→ The task
All entries must be extracted exactly, with nothing added or dropped.

>> Start Listed records

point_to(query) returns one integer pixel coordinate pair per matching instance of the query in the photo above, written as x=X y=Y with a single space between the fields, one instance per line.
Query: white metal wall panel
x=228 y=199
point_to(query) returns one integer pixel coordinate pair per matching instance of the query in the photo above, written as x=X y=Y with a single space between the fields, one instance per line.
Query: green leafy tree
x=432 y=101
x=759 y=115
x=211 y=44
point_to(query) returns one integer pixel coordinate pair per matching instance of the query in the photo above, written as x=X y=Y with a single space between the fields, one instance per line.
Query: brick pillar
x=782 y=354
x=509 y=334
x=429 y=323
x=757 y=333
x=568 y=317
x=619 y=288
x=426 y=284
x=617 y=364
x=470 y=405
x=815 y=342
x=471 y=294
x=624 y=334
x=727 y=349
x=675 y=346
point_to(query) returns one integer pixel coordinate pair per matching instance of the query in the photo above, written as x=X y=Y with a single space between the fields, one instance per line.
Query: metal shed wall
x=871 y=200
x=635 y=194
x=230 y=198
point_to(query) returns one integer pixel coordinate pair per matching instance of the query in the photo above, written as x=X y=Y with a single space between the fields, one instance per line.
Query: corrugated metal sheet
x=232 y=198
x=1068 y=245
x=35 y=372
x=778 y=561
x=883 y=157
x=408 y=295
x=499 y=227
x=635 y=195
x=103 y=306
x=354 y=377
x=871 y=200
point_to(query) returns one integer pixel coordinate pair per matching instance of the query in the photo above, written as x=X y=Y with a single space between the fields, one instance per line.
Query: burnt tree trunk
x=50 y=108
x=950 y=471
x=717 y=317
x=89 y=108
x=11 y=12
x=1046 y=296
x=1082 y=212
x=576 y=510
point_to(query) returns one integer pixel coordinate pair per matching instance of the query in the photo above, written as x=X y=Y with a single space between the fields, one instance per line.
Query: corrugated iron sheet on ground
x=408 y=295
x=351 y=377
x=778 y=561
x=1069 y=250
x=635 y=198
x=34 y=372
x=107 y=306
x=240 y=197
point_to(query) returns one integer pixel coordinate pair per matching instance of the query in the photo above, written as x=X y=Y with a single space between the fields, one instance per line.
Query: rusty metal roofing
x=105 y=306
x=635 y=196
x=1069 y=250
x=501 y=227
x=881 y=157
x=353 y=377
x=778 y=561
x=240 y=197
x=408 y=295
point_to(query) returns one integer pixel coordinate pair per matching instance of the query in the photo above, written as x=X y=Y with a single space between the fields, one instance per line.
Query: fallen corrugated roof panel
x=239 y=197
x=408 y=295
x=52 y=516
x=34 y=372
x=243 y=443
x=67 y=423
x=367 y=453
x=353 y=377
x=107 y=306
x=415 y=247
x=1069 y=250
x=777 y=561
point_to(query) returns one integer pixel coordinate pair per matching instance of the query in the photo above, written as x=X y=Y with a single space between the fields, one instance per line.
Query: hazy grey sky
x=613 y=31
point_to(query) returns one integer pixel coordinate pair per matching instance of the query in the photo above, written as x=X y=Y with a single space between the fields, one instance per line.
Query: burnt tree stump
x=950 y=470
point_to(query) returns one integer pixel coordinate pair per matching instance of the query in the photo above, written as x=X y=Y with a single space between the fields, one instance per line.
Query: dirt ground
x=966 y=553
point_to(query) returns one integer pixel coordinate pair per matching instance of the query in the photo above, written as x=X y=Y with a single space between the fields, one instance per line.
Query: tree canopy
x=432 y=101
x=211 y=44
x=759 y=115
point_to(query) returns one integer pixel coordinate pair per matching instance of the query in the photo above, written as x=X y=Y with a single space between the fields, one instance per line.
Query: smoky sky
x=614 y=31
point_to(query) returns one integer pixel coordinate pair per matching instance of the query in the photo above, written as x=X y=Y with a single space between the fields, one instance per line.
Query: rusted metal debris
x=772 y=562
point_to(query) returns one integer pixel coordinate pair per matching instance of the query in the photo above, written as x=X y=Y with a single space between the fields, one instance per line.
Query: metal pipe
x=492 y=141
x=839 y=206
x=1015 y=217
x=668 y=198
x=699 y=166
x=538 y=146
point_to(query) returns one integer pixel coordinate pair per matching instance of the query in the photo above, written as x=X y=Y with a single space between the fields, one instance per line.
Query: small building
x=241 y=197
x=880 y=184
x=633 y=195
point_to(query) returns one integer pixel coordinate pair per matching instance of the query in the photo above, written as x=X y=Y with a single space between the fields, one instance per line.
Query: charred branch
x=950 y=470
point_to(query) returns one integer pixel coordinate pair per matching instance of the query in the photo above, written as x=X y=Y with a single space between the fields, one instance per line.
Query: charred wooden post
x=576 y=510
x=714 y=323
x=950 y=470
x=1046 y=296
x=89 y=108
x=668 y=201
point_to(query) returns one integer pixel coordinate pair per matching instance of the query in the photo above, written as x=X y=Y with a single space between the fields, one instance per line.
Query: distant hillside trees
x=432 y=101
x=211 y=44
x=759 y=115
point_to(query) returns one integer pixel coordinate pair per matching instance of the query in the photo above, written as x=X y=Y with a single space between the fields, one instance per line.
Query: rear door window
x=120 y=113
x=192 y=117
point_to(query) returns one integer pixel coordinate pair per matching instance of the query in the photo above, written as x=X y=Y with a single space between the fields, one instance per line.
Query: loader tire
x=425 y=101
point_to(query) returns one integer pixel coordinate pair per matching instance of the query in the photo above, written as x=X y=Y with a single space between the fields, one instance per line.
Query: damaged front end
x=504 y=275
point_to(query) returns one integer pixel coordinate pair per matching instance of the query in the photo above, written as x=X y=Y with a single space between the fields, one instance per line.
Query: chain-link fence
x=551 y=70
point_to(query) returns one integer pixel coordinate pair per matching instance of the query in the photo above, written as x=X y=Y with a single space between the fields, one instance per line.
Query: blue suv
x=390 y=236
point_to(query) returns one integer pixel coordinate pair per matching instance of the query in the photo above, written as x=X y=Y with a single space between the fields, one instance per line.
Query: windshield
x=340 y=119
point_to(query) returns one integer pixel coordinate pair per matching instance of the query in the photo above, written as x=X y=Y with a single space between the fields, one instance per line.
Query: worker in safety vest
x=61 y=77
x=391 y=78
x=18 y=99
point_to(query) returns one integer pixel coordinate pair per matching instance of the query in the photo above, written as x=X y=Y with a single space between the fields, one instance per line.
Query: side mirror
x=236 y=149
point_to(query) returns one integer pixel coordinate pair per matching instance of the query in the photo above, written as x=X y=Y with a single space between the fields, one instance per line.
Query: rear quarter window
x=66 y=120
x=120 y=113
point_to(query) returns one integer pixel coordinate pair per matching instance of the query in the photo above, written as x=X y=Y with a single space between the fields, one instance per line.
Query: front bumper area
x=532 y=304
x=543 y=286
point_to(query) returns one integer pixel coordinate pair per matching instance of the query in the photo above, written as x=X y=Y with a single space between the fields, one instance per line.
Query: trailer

>> End Listed records

→ Exercise answer
point_to(query) returns one integer pixel coordinate pair per matching instance of the query in the photo above, written as x=X y=Y with a single space between the fields, one instance per line.
Query: white metal wall panel
x=228 y=199
point_to(query) returns one integer pixel coordinate pair per matching instance of the query in the photo above, written as x=X y=Y with a single space between the fields, one instance per line.
Query: green leafy tree
x=432 y=101
x=759 y=115
x=211 y=44
point_to(query) returns one integer pixel coordinate pair per matching instance of the query in the photo above, written as x=X y=Y with a single space between the fields, one instance per line.
Query: brick pillar
x=782 y=354
x=509 y=334
x=429 y=323
x=757 y=333
x=568 y=317
x=619 y=288
x=426 y=284
x=617 y=364
x=470 y=405
x=815 y=342
x=471 y=294
x=624 y=334
x=727 y=349
x=675 y=346
point_to(query) returns one integer pixel coordinate pair per matching instance of the query in the photo above, written as x=X y=Y with a single space between the fields, one instance per line.
Query: metal shed wall
x=871 y=200
x=635 y=194
x=230 y=198
point_to(query) returns one integer pixel coordinate pair per matching instance of the query in the photo above, written as x=X y=Y with a single space between the fields, one instance per line.
Query: corrugated metal sheet
x=232 y=198
x=1068 y=245
x=35 y=372
x=778 y=561
x=883 y=157
x=408 y=295
x=499 y=227
x=635 y=195
x=103 y=306
x=354 y=377
x=871 y=200
point_to(query) returns one integer pixel coordinate pair per matching instance of the query in the photo above, written as x=X y=Y with a single space between the fields, one instance per line.
Query: burnt tree trunk
x=50 y=108
x=950 y=471
x=717 y=317
x=89 y=108
x=11 y=12
x=1046 y=296
x=1082 y=212
x=576 y=510
point_to(query) returns one integer pixel coordinate pair per matching instance of the query in the photo above, written as x=X y=Y with a single space between the fields, one instance per line.
Query: corrugated iron sheet on ground
x=408 y=295
x=351 y=377
x=778 y=561
x=1069 y=250
x=635 y=198
x=34 y=372
x=107 y=306
x=240 y=197
point_to(query) returns one integer pixel coordinate pair per matching instance of the query in the photo above, written as x=X y=Y with a single space between the fields, one instance per line.
Query: rusty metal roofing
x=105 y=306
x=635 y=196
x=1069 y=250
x=501 y=227
x=881 y=157
x=353 y=377
x=778 y=561
x=240 y=197
x=408 y=295
point_to(query) returns one integer pixel coordinate pair per matching instance of the query in the photo above, written as x=X y=Y with a single space between the fields, one instance per line.
Query: fallen corrugated roof panel
x=239 y=197
x=408 y=295
x=52 y=516
x=34 y=372
x=243 y=443
x=67 y=423
x=367 y=453
x=353 y=377
x=107 y=306
x=415 y=247
x=1069 y=250
x=777 y=561
point_to(query) returns one integer pixel coordinate pair per matching instance of the query in the photo above, written as x=X y=Y with a single space between the fields, one instance per line.
Query: hazy grey sky
x=613 y=31
point_to(query) returns one integer pixel coordinate pair per matching instance of the query in the photo above, written as x=X y=Y with a single space between the fields, one instance per line.
Query: burnt tree stump
x=950 y=470
point_to(query) returns one integer pixel coordinate pair per matching instance of the query in the photo above, written as x=X y=Y with a single space between the fields, one instance per line.
Query: dirt ground
x=966 y=553
point_to(query) returns one integer pixel coordinate pair per matching instance of the query in the photo above, written as x=X y=Y with a single space between the fields, one instance per line.
Query: tree canopy
x=432 y=101
x=211 y=44
x=759 y=115
point_to(query) returns one integer pixel coordinate pair per matching instance of the query in the photo above, written as x=X y=Y with a single space between the fields, one instance per line.
Query: smoky sky
x=614 y=31
point_to(query) returns one integer pixel coordinate pair per matching instance of the query in the photo above, written as x=X y=Y with a single space between the fields, one instance per line.
Query: rusted metal debris
x=772 y=562
point_to(query) returns one integer pixel coordinate pair per matching instance of the query in the photo above, written as x=X y=Y with a single space between the fields, one instance per line.
Query: metal pipe
x=492 y=141
x=839 y=206
x=1015 y=217
x=668 y=198
x=699 y=166
x=538 y=146
point_to(query) returns one integer pixel coordinate pair per matching instance of the query in the photo above, written as x=X y=Y with a single space between the fields, one instance per line.
Query: small building
x=241 y=197
x=880 y=184
x=633 y=195
point_to(query) returns one integer pixel coordinate pair per matching instance of the query in the photo above, written as x=X y=Y with a single space between the fields, one instance per line.
Query: charred branch
x=950 y=470
point_to(query) returns one integer pixel coordinate pair per matching instance of the query in the photo above, written as x=X y=Y with a single space between the fields, one instance per line.
Query: charred wooden post
x=576 y=510
x=714 y=323
x=950 y=470
x=1046 y=296
x=89 y=108
x=668 y=201
point_to(query) returns one integer pixel coordinate pair per matching instance of the query in the photo above, written as x=X y=Y with a single space between the fields, one instance per line.
Query: distant hillside trees
x=432 y=101
x=211 y=44
x=759 y=115
point_to(query) returns one integer pixel coordinate pair per matching instance of the query in the photo above, written as x=X y=Y with a single space between the fields, one instance per line.
Query: rear door window
x=120 y=113
x=192 y=117
point_to(query) returns one integer pixel coordinate pair per matching instance of the query in the photo above, written as x=X y=Y with a single space between the fields, one instance per line.
Query: loader tire
x=425 y=101
point_to(query) returns one integer pixel coordinate pair per matching instance of the query in the photo above, written as x=X y=Y with a single space between the fields, one instance per line.
Query: damaged front end
x=504 y=275
point_to(query) returns one integer pixel coordinate pair per matching instance of the query in the photo above, written as x=X y=Y with a single space between the fields, one instance per line.
Query: chain-link fence
x=551 y=70
point_to(query) returns one integer pixel coordinate pair per matching instance of the query in the photo above, written as x=X y=Y with a single space between the fields, one instance per line.
Query: blue suv
x=390 y=236
point_to(query) returns one integer pixel coordinate pair per matching instance of the query in the photo above, written as x=X y=Y with a single space between the fields, one instance per line.
Query: windshield
x=340 y=119
point_to(query) returns one integer pixel coordinate pair per matching instance of the query in the photo above, written as x=X y=Y with a single space between the fields, one instance per line.
Query: worker in safety vest
x=61 y=77
x=391 y=78
x=18 y=99
point_to(query) returns one integer pixel coordinate pair per matching instance of the query in the photo above, written as x=X y=Y with a single space between the fields, one instance per line.
Query: side mirror
x=236 y=149
point_to(query) returns one integer pixel coordinate pair per matching instance of the query in the photo above, written as x=X y=Y with a single space between the fields, one instance per line.
Query: rear quarter window
x=66 y=120
x=120 y=113
point_to(query) returns one integer pixel coordinate pair per matching instance of the query in the photo above, written as x=X y=Y with a single space between the fields, one instance per line.
Query: front bumper area
x=532 y=304
x=543 y=286
point_to(query) returns one integer pixel coordinate pair per matching instance of the query in the photo above, written as x=X y=Y with a single space between the fields, one instance per line.
Query: trailer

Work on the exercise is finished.